• **THE PROBLEM**: Exact copy, pictures excluded: please retype every record below.

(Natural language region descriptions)

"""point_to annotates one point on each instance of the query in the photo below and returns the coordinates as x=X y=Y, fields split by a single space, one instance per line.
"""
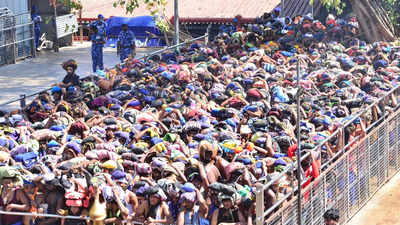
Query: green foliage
x=155 y=8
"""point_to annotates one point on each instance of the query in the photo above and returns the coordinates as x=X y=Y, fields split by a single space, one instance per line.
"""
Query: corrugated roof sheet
x=187 y=8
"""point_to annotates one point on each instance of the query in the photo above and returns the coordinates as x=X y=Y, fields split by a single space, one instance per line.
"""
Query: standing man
x=126 y=43
x=36 y=19
x=98 y=38
x=331 y=217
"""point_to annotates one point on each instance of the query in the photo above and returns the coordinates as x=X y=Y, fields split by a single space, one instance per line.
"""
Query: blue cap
x=53 y=144
x=188 y=187
x=55 y=89
x=74 y=146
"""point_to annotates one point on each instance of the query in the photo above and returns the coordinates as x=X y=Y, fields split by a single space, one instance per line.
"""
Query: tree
x=154 y=6
x=374 y=19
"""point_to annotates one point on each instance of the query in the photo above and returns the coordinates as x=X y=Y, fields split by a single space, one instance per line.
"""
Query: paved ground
x=32 y=75
x=383 y=208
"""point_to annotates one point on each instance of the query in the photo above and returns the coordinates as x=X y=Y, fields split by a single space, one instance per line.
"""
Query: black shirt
x=74 y=79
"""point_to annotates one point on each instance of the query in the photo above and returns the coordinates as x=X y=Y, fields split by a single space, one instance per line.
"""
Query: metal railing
x=348 y=179
x=16 y=37
x=22 y=98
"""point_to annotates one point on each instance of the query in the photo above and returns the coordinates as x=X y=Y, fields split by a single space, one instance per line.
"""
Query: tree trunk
x=374 y=22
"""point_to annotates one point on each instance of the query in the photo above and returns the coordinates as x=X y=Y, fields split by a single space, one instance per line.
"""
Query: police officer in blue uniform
x=36 y=19
x=126 y=43
x=98 y=38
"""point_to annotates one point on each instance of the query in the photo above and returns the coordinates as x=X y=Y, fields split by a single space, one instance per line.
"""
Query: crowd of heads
x=186 y=135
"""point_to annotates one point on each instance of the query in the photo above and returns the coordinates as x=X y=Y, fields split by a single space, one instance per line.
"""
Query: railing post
x=22 y=101
x=259 y=204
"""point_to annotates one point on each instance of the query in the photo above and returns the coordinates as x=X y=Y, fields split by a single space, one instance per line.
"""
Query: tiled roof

• **OUTPUT OF THE TASK**:
"""point_to annotates one point on each instance of the query in the photo below and returns the coordinates as x=X y=Y, fields split by a single space, one instance per line.
"""
Query: green foliage
x=155 y=8
"""point_to annotates one point on each instance of the query in the photo above and returns the coordinates as x=X y=Y, fields split by a single space, one instance per line.
"""
Query: corrugated roof sheet
x=187 y=8
"""point_to annotates one point on each instance of the query in the photo above and returns the coordinates as x=X y=Y, fields split by a single space, one instance per line.
"""
Query: standing man
x=126 y=43
x=36 y=19
x=98 y=38
x=331 y=217
"""point_to annotates one point on each instance of the query in the photo above and returns the coordinates as x=X y=Y, fields split by a single space, one instance per line.
"""
Query: blue cap
x=53 y=144
x=188 y=187
x=55 y=89
x=74 y=146
"""point_to annotates one point on each instance of the query in the photo above and returns the coordinates as x=X y=Y, fields split by a single space, one instance per line.
"""
Query: tree
x=154 y=6
x=374 y=19
"""point_to annotates one point on each instance of the query in the photo above and returns the coordinates as x=X y=Y, fields split by a single space, one instance per line.
"""
Query: paved ground
x=32 y=75
x=383 y=208
"""point_to annotates one point on each instance of the query in the photo above and returns the coordinates as x=X y=Y, fields split by a single space, one instance per line.
"""
Query: black shirt
x=74 y=79
"""point_to annotates one point on each instance of the query in the photo above and returns the coordinates as x=X y=Y, fields split by a single space, one instance per line.
"""
Query: metal railing
x=348 y=179
x=16 y=37
x=22 y=98
"""point_to annotates one point on each instance of the query in the photo above and returns the coordinates as x=X y=Y, fields split by a single space, one instance per line.
"""
Query: tree trunk
x=374 y=22
"""point_to annotates one point on each instance of the query in the photo above and returns the coordinates as x=X y=Y, fields split by a single space, one instance per line.
"""
Query: police officer in blue uniform
x=36 y=19
x=126 y=43
x=98 y=38
"""point_to annotates one point on each instance of the query in the photo above and returns the coordinates as x=X y=Y, fields split by a single space, one instance per line.
"""
Query: crowd of heads
x=186 y=135
"""point_to annotates one point on each instance of the query in the photo above and returns the coordinates as x=X y=Y, fields split by a single space, one instance per line.
"""
Query: railing post
x=22 y=101
x=259 y=204
"""point_to annotates one point on each instance of the query in the photo above and returns the coordinates as x=X y=Y, fields split by a single space, one instance per line.
"""
Query: tiled roof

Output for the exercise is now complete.